> [The task]:
From the entries that follow, copy each line in which "face" appears.

Collected data:
-- Opening Marker --
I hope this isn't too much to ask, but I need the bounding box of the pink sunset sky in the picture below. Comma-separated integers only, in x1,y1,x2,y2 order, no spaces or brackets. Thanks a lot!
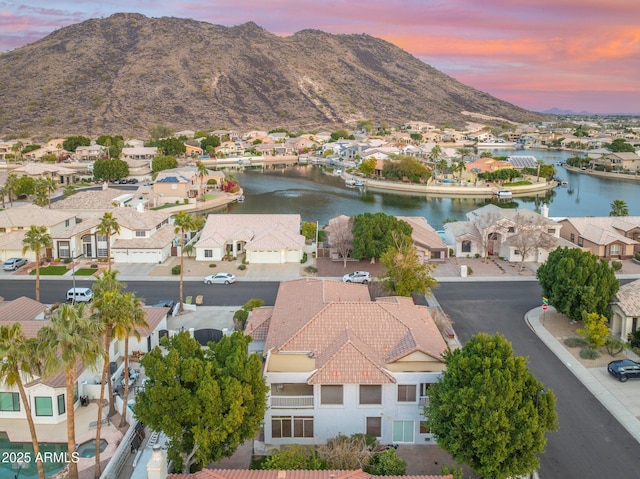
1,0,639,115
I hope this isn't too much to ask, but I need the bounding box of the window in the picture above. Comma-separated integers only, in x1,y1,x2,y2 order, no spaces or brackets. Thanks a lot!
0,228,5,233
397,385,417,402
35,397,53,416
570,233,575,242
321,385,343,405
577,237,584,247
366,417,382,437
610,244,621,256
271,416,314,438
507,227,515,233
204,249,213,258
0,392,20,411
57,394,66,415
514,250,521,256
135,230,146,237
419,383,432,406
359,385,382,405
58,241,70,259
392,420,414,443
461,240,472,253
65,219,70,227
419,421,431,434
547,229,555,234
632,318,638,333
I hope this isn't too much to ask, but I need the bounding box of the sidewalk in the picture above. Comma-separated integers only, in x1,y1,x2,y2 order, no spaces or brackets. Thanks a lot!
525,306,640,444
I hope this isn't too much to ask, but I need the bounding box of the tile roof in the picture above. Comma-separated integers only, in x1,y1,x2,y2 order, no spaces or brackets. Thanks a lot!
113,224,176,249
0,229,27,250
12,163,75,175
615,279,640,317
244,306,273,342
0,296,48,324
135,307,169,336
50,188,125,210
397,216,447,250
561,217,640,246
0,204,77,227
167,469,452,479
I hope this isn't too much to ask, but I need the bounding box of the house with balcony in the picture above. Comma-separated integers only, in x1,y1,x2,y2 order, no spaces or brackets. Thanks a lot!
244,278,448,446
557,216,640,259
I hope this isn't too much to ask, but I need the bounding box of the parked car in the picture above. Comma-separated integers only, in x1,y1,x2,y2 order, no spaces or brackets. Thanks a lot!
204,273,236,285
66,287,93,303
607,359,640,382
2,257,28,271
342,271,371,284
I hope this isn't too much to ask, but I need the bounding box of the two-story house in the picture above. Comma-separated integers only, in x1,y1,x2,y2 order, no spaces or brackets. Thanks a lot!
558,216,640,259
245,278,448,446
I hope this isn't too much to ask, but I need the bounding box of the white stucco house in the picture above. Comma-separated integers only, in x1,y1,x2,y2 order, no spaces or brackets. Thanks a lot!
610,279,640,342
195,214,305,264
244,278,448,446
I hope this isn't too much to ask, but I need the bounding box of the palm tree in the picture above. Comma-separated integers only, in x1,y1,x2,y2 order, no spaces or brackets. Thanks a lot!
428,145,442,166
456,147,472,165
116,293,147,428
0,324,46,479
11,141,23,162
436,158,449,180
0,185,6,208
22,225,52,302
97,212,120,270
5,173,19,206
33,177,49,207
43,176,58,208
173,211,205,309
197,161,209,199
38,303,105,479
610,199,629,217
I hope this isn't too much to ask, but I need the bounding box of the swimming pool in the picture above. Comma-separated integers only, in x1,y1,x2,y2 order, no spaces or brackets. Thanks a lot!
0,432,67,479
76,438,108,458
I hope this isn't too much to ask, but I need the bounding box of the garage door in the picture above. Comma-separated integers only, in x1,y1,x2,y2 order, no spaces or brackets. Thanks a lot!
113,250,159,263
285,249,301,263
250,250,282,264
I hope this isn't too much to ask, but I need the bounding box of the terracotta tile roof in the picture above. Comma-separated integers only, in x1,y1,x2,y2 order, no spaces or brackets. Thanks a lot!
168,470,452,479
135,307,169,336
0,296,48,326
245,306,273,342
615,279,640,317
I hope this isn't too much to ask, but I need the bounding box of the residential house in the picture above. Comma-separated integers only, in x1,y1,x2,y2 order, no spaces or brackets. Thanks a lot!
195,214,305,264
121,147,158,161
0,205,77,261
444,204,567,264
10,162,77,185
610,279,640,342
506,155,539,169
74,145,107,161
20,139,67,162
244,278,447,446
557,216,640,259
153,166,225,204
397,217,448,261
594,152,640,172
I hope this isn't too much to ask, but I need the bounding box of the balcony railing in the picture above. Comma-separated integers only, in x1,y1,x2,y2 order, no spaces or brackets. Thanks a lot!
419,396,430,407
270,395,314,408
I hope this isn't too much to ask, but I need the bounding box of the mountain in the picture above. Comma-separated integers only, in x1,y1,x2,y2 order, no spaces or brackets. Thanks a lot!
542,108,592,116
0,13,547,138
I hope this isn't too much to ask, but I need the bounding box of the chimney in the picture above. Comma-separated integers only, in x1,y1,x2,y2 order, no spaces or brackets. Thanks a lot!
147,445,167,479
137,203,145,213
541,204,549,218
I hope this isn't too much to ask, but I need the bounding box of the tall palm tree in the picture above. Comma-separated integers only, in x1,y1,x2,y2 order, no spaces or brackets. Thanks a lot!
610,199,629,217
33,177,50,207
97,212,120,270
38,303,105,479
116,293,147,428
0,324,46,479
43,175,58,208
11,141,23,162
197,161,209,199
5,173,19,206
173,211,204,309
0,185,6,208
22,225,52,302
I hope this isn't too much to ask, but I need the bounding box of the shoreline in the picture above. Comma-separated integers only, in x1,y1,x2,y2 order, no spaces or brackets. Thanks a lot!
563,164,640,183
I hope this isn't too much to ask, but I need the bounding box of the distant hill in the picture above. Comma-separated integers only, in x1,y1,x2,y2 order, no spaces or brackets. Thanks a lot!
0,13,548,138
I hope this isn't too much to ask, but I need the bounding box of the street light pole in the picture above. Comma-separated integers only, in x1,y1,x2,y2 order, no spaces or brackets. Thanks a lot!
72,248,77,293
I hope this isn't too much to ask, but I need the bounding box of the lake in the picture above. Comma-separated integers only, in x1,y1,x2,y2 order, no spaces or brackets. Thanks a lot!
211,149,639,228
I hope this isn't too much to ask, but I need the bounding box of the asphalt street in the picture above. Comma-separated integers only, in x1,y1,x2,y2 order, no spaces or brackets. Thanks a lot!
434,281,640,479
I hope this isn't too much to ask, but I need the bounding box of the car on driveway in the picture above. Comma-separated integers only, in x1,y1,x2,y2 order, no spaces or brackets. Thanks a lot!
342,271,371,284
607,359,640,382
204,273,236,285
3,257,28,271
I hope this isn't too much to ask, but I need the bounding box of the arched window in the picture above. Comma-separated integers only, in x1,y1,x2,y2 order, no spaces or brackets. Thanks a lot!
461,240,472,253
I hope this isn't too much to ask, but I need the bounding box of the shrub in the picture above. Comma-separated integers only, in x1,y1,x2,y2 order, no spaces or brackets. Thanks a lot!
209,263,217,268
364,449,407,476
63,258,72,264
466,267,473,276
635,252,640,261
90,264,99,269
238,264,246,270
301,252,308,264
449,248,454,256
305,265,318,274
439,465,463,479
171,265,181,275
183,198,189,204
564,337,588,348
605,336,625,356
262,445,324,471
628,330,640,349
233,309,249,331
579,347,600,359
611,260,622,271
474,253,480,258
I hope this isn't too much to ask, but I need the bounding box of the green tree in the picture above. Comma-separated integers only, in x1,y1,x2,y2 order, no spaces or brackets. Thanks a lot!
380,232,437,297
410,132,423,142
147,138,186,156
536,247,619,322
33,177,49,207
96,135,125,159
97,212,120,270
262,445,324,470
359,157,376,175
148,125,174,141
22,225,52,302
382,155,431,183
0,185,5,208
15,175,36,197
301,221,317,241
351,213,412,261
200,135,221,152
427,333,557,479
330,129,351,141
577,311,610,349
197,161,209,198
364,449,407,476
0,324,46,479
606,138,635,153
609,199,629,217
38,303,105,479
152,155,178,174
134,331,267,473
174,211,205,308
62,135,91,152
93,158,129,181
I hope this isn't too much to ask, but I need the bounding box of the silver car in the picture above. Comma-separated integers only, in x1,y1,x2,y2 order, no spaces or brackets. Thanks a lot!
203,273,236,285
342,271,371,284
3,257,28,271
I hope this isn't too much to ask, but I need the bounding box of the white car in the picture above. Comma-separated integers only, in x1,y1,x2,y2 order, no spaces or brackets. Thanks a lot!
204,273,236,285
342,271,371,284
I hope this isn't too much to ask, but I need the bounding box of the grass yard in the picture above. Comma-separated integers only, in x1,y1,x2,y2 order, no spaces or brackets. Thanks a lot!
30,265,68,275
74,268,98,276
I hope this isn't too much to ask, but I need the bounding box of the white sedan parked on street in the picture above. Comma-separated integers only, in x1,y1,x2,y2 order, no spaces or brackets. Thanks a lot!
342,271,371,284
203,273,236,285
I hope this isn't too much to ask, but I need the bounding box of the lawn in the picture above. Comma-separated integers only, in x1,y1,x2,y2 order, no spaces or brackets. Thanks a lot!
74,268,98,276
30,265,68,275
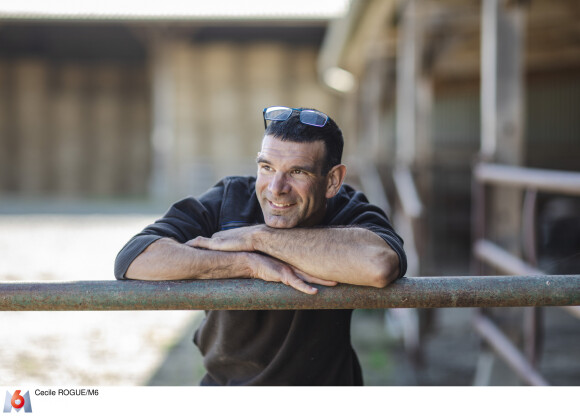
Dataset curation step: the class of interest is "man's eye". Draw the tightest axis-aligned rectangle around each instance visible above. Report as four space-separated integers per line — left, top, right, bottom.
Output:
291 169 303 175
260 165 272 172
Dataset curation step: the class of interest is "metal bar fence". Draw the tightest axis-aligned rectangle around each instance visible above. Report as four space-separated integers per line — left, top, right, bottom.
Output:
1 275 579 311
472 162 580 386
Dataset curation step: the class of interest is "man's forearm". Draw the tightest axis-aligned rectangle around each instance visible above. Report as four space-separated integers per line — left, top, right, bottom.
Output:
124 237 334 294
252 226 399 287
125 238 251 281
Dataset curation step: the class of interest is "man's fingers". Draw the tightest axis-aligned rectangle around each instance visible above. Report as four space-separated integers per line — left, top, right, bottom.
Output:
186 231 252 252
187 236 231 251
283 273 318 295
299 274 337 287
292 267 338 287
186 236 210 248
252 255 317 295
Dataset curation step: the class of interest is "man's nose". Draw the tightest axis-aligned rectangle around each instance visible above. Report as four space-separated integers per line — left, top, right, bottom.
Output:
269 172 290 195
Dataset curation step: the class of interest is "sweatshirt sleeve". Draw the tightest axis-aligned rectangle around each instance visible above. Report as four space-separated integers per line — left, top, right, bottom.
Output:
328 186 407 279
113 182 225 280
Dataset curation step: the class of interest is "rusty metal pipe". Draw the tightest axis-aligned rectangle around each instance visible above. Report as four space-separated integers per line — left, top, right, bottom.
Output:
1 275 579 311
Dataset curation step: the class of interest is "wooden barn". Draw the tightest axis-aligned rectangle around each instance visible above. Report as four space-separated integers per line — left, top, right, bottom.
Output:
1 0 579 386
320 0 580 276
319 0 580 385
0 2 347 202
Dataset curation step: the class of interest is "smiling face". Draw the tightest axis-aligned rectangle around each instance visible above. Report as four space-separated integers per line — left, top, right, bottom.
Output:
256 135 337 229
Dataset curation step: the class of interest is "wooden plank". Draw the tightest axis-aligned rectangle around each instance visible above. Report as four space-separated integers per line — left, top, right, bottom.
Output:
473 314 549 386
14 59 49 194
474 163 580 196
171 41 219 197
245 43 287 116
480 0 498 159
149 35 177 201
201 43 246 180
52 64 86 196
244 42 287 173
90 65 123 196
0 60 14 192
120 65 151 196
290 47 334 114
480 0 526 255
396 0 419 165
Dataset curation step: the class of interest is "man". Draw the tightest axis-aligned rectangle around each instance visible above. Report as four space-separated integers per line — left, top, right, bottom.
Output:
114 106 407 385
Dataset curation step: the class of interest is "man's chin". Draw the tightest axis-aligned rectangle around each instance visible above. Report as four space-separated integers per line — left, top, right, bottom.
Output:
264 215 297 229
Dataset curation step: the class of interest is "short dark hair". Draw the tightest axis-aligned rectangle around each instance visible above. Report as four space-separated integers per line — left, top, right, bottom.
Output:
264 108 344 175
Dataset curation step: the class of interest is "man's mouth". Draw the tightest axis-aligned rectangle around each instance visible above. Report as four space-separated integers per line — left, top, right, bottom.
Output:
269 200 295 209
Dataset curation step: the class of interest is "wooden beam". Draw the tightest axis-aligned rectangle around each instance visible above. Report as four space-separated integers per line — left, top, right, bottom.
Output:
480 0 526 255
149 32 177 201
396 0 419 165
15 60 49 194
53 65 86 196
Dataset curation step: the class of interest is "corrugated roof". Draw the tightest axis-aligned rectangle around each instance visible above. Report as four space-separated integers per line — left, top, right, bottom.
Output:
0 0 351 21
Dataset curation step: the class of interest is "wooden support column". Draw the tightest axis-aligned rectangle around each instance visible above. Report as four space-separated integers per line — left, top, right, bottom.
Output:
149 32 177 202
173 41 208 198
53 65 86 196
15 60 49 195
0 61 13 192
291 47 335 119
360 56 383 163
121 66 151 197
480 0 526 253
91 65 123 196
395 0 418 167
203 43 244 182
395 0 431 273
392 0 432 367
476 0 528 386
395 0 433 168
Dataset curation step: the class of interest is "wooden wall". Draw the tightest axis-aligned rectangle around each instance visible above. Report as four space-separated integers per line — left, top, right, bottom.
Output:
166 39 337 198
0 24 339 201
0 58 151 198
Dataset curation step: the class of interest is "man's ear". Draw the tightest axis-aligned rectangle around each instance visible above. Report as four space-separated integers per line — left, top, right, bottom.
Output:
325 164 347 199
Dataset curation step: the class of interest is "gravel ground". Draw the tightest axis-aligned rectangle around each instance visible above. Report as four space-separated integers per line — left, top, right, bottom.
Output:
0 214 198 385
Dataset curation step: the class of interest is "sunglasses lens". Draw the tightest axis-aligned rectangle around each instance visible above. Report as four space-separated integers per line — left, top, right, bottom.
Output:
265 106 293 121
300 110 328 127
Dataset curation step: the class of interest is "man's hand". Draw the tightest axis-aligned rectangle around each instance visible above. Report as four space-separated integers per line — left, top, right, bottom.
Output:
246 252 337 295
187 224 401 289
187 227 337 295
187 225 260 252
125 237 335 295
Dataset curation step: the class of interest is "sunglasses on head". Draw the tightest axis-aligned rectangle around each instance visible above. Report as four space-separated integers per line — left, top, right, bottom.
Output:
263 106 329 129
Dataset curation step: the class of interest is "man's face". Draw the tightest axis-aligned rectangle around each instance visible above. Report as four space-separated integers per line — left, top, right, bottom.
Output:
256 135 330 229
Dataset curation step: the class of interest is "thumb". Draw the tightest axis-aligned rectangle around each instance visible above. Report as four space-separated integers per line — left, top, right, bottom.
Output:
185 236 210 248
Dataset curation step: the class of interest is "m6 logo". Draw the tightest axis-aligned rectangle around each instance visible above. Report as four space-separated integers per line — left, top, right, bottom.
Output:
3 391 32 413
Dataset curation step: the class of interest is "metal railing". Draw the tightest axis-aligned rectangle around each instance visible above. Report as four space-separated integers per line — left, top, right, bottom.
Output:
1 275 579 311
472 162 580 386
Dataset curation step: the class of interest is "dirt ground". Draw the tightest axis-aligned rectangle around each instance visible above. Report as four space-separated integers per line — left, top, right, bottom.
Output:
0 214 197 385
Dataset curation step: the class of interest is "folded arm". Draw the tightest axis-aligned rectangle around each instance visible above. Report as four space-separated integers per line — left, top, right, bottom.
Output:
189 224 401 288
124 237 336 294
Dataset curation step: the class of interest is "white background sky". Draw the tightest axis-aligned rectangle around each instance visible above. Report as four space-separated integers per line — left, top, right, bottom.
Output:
-- Closing Marker --
> [Task result]:
Dataset curation step: the class of interest is "smiling face". Draw the tightest axis-aligned rectangle around each instance visible above. Report as four space-separated integers per line — left, top, right, bottom.
Dataset curation step: the class of interest is "man's face". Draw the tightest axis-aligned rectangle around each instance visible above. Report as four space-separated integers per line — left, top, right, bottom.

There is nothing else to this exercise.